> [WHAT YOU WILL DO]:
Please report how many lines in the following material hold the string "facade", giving only the number.

> [RECORD SET]:
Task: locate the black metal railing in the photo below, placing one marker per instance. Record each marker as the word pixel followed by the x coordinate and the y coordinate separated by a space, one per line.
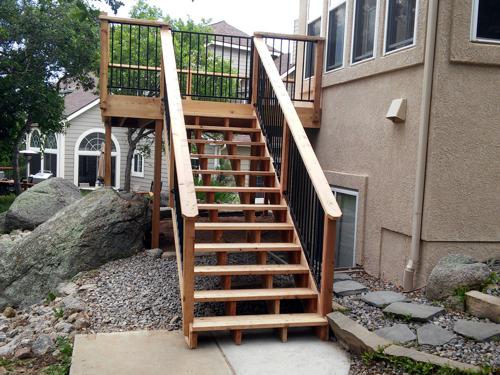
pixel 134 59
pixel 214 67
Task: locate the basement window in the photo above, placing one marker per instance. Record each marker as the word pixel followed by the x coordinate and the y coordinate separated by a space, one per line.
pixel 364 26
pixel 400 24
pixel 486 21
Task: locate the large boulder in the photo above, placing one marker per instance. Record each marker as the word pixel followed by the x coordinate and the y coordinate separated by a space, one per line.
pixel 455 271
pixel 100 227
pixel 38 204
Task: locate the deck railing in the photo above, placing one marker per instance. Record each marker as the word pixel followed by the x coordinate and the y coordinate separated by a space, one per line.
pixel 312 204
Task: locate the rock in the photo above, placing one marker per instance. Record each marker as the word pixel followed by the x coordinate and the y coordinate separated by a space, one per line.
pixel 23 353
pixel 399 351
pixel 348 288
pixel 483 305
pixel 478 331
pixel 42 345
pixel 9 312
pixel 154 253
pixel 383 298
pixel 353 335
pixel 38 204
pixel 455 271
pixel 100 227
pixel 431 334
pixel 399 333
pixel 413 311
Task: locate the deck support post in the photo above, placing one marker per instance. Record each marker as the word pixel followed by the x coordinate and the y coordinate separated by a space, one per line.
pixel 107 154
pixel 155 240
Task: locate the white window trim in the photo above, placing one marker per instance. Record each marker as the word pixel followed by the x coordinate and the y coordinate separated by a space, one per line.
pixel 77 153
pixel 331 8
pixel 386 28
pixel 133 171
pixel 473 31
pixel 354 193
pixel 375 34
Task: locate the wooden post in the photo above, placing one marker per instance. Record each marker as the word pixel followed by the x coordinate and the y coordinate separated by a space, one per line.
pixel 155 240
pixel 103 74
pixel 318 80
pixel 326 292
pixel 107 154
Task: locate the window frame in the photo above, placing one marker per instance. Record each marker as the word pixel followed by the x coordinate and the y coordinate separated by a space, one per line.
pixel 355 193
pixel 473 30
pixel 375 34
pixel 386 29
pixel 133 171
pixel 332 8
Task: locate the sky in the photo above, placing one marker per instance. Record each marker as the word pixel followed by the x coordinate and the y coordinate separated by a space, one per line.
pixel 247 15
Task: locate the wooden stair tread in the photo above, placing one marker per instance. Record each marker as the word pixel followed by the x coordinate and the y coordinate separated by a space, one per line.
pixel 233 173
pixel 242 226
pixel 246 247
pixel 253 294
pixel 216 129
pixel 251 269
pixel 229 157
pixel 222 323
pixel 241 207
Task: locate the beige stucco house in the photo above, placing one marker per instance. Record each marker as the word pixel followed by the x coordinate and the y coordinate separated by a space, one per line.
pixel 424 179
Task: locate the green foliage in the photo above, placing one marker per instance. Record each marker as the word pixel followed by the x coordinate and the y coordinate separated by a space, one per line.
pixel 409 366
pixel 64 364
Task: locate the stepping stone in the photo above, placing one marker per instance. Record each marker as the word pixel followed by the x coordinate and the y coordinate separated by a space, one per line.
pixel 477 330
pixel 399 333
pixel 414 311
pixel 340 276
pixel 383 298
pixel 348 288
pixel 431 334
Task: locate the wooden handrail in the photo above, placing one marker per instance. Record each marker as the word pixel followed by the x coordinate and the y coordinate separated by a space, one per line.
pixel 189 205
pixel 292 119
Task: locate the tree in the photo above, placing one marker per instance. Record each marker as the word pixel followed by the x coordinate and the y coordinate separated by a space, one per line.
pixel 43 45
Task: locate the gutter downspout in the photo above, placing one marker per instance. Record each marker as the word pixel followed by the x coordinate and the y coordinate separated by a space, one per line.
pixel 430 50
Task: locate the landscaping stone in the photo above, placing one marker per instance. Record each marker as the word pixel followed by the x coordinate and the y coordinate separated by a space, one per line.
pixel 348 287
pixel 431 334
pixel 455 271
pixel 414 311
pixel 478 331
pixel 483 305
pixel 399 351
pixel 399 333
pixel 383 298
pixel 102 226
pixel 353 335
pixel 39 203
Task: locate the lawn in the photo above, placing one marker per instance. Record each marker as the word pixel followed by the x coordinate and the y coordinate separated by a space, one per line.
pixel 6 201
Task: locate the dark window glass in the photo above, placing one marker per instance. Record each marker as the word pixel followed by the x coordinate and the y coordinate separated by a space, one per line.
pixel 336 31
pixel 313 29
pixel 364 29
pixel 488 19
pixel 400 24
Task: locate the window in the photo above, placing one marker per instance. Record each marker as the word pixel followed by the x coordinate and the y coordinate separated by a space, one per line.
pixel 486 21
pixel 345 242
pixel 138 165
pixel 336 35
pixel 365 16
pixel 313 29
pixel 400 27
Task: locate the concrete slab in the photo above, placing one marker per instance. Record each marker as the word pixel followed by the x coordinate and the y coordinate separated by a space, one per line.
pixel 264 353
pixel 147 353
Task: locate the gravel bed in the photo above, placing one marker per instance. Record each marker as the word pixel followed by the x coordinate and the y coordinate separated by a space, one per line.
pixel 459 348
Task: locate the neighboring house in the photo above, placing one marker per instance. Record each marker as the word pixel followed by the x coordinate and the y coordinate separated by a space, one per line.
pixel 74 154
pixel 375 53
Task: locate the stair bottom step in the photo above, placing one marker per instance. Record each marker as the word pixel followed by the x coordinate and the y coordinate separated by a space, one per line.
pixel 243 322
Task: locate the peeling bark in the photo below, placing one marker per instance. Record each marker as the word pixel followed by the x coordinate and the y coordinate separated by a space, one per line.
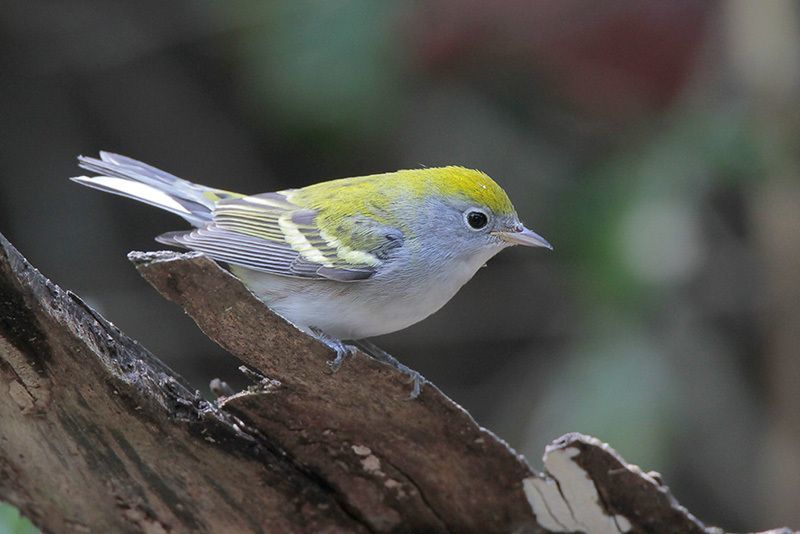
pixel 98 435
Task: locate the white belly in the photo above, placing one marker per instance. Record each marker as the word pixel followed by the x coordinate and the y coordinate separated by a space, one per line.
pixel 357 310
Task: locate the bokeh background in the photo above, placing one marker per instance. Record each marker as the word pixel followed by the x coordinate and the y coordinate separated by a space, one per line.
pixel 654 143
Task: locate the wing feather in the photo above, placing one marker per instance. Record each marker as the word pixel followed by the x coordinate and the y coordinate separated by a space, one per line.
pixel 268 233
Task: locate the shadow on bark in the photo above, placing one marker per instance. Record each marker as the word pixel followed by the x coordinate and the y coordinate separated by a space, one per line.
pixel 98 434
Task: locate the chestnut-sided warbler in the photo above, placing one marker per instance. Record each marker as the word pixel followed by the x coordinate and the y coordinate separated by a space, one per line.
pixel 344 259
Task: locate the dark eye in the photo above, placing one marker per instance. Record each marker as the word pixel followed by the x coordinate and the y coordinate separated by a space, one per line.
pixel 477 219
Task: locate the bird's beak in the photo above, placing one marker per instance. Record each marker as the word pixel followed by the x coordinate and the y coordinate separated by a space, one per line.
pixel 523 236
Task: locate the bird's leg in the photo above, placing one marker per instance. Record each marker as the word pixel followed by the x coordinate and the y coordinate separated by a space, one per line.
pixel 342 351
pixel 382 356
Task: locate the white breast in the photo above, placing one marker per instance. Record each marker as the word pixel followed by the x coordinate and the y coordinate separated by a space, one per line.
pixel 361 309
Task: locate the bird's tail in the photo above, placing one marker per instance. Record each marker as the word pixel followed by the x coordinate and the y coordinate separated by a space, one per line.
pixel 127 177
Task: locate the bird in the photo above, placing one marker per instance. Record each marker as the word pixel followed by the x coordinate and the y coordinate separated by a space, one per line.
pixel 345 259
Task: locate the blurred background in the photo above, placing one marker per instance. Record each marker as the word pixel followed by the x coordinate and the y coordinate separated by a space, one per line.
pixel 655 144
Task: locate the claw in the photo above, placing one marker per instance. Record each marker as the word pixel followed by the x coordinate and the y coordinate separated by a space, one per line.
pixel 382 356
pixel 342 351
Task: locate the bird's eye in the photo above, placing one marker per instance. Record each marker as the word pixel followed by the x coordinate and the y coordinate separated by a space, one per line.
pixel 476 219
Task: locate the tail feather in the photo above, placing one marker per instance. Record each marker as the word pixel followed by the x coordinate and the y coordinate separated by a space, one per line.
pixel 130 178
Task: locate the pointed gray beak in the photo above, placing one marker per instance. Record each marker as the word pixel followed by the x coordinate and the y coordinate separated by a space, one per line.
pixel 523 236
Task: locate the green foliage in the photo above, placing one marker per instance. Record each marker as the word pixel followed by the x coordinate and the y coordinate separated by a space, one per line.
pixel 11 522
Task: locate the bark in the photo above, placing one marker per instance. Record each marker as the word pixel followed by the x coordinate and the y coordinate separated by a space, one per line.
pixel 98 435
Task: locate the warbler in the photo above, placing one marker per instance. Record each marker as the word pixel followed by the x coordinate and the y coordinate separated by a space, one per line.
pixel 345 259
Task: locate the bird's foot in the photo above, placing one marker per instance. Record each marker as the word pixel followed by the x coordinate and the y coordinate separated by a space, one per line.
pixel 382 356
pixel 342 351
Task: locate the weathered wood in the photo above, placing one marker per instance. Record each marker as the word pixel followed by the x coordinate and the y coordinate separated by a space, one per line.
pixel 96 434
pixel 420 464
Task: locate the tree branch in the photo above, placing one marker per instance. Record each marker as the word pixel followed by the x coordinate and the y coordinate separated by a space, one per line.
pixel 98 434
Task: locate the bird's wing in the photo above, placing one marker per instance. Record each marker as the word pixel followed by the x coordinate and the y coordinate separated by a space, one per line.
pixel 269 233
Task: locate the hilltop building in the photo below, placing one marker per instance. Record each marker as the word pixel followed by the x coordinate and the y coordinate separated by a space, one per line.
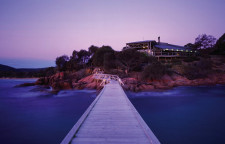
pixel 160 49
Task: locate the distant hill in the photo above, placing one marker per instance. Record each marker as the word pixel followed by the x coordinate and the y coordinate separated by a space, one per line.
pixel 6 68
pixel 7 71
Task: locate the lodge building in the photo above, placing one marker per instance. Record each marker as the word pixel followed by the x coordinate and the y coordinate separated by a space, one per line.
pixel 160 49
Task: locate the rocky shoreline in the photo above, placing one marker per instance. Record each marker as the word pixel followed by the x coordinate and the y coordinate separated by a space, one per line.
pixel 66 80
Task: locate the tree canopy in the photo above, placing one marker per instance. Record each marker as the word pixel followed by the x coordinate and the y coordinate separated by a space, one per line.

* * *

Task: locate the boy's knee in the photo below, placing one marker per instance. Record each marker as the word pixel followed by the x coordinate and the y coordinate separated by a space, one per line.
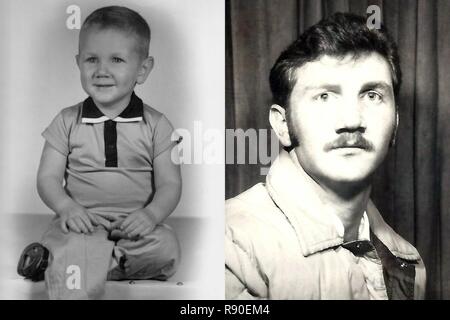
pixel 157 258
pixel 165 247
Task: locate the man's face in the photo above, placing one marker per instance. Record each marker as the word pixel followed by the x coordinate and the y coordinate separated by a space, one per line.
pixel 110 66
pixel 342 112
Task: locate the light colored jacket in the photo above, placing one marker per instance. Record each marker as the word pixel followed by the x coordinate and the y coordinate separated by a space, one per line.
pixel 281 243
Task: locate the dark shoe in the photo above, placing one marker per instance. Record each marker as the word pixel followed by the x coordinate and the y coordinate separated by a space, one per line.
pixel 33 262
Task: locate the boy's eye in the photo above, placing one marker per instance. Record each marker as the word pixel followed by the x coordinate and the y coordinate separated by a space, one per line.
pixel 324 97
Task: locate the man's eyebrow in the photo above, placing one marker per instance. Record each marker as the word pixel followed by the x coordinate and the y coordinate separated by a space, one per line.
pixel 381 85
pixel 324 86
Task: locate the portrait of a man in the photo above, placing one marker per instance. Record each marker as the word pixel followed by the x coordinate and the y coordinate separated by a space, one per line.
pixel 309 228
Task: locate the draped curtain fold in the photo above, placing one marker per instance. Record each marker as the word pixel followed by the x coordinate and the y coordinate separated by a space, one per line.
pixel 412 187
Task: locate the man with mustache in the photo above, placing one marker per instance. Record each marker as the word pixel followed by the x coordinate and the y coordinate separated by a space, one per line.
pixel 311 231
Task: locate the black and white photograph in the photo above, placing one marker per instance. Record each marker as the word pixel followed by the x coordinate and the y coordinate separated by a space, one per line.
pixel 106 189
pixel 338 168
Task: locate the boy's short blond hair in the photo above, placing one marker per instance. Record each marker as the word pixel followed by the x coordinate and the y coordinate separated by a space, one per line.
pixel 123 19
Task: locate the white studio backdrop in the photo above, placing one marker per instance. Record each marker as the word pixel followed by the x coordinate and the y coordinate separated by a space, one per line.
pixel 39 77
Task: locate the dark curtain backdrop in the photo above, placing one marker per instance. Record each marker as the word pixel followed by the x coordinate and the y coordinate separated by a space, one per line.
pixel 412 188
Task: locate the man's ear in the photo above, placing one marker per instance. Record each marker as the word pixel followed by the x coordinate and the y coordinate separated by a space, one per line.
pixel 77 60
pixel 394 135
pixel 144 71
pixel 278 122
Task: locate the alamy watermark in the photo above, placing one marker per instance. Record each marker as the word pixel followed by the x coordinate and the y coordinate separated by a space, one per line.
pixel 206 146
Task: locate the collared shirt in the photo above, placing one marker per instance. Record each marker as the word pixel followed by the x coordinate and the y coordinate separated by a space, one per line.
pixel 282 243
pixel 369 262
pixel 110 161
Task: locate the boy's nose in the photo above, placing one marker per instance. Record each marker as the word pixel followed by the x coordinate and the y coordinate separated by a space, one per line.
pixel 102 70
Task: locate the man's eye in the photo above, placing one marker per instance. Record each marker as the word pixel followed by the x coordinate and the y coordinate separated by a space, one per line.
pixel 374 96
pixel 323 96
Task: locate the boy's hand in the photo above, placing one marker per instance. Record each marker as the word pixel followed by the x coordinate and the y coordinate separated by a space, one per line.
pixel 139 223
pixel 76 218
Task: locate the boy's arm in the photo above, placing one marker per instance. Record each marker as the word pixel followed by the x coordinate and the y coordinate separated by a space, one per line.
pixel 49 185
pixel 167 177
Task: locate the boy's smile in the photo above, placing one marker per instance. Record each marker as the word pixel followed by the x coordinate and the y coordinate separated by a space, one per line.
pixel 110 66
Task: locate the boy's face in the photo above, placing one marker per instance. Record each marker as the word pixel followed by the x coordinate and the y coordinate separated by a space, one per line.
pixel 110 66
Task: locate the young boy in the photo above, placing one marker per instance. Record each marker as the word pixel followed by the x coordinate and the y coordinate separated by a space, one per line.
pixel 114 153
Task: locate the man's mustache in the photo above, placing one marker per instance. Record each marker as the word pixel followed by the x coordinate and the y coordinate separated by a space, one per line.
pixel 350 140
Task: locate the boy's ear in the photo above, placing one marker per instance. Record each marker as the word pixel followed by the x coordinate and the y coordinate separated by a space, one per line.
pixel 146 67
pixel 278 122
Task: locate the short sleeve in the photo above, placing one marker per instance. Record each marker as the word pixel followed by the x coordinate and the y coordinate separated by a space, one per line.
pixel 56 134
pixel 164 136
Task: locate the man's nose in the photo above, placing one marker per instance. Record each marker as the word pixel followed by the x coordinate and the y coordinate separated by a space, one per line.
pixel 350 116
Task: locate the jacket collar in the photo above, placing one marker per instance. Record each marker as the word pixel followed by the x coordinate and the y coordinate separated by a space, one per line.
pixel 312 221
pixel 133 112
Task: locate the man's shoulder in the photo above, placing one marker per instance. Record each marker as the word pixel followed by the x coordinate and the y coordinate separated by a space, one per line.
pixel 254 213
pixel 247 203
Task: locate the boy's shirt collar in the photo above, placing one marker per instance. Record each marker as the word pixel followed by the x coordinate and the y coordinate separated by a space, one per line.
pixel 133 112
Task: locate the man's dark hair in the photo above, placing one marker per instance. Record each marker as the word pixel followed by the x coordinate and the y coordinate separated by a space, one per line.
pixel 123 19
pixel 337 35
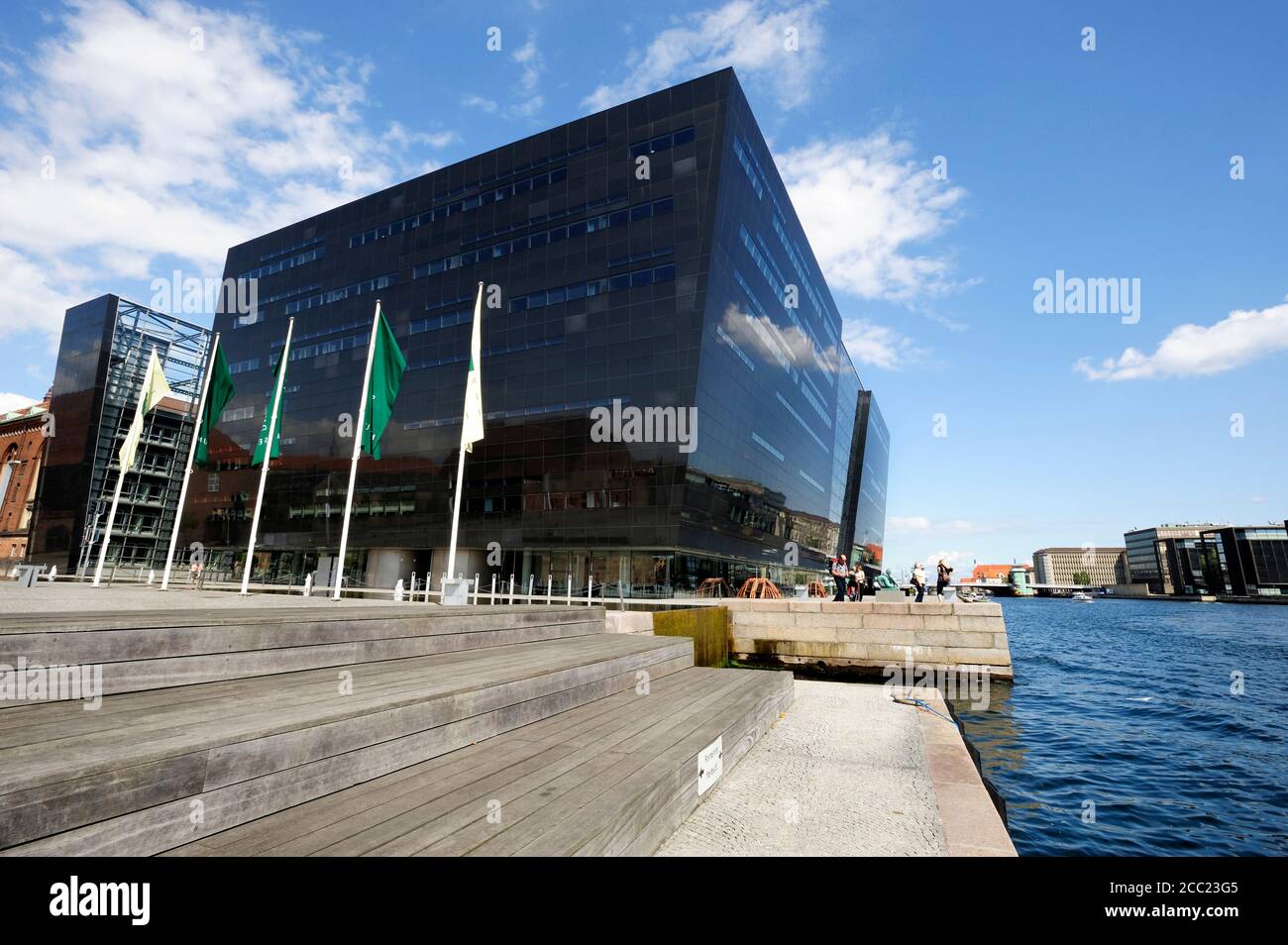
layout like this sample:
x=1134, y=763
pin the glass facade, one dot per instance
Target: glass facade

--

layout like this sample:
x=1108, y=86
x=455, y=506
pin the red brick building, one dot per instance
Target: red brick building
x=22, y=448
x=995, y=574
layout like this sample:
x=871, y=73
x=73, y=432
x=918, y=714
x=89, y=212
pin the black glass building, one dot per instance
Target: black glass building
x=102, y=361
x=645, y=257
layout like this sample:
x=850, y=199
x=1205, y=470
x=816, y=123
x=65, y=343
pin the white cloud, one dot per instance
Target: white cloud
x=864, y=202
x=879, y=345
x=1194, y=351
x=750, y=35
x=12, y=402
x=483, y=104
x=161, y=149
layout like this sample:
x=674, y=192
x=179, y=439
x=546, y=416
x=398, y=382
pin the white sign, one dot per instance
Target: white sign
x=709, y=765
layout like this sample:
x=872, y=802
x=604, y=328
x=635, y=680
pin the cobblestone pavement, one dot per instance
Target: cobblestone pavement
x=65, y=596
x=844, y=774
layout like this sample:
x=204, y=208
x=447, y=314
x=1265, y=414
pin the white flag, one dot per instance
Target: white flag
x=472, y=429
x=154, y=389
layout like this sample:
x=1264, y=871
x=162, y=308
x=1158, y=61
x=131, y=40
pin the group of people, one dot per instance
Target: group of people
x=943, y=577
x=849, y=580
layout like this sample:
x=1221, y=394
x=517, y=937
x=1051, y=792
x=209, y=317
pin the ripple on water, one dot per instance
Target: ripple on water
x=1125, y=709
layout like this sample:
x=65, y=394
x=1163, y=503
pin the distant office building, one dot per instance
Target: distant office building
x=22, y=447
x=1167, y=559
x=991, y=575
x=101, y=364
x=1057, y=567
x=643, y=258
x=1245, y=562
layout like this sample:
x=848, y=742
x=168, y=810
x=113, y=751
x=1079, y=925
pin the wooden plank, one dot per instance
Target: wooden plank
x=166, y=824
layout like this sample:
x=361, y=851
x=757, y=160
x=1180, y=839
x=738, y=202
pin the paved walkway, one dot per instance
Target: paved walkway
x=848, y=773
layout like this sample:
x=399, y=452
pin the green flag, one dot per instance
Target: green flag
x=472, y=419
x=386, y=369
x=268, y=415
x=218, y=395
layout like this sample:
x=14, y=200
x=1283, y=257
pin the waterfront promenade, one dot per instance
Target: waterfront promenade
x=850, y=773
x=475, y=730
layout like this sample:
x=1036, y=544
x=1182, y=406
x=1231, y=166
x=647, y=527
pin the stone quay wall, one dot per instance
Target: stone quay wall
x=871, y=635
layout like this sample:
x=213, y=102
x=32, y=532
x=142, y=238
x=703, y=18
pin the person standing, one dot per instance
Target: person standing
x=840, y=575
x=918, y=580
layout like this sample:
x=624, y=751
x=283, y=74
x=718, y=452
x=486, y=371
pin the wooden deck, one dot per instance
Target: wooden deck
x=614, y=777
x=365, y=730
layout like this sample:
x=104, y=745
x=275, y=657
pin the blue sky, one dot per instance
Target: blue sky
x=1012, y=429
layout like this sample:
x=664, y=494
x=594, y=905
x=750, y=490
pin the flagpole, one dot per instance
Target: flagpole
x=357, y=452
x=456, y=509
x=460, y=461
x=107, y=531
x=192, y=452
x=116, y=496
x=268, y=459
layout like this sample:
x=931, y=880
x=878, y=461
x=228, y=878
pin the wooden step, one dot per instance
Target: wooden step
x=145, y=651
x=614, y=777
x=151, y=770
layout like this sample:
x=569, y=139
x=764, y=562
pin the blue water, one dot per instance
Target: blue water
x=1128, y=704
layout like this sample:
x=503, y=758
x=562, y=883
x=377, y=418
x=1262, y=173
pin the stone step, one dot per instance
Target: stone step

> [SOLUTION TO THIS PROBLEM]:
2